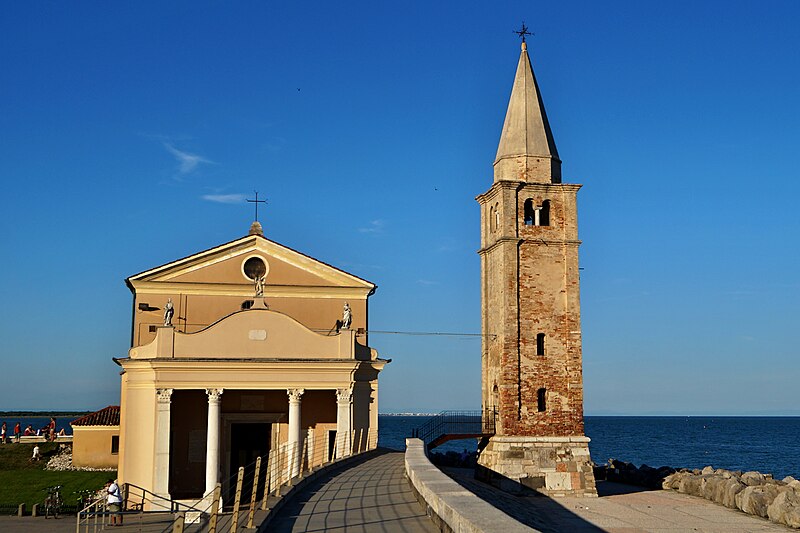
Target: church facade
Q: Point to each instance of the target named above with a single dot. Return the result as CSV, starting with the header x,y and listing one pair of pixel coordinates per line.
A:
x,y
237,351
530,292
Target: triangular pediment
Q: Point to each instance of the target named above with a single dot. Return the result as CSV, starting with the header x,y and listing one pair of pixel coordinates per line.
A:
x,y
224,265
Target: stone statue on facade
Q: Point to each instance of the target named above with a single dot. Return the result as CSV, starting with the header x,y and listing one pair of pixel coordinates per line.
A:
x,y
260,281
169,311
347,316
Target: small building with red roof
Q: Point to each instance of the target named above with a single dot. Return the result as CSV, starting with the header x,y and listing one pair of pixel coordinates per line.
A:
x,y
96,439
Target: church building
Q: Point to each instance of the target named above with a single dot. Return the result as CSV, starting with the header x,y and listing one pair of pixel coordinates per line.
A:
x,y
239,350
531,355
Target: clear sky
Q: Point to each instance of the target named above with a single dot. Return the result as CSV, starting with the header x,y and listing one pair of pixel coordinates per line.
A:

________________

• [Direction]:
Rewrite all the items above, replacing "single dot" with "single point" wherever it occurs and leaving every other word unchanged. Omit the pictures from your version.

• [Complete output]:
Target: church facade
Q: Point to each instance of the target named above with a single point. Return the result as CSV, starting with the header x,y and listing one pair of pixel coordinates per line.
A:
x,y
237,351
530,292
Target: triangular pediment
Q: Point to each instance of the target named above with a single point. Return the result as CSV, starting with the header x,y and listing one pair of pixel coordinates per line.
A:
x,y
224,265
Target: stone statue on facade
Q: Point to each instance of the target named above with a single point. Return the result as CSV, starting with the header x,y and listing one pair of pixel coordinates per line.
A:
x,y
260,281
169,311
347,316
Target: small building with red roof
Q: Point to each instance of the target named above with a single point. Return the result as CSV, starting with the header x,y and listing one pair of pixel coordinates per line.
A:
x,y
96,439
Target: church building
Q: Point to each instance of the target named above with a single point. Return the result as CSV, starting with the header x,y and listing one pair of pixel coordinates per line.
A:
x,y
239,350
531,355
Target: clear sky
Q: Point to each instance of the target named above with a single point. Return the result as CSV, starting with the header x,y and listing one pair of pixel coordinates per line.
A:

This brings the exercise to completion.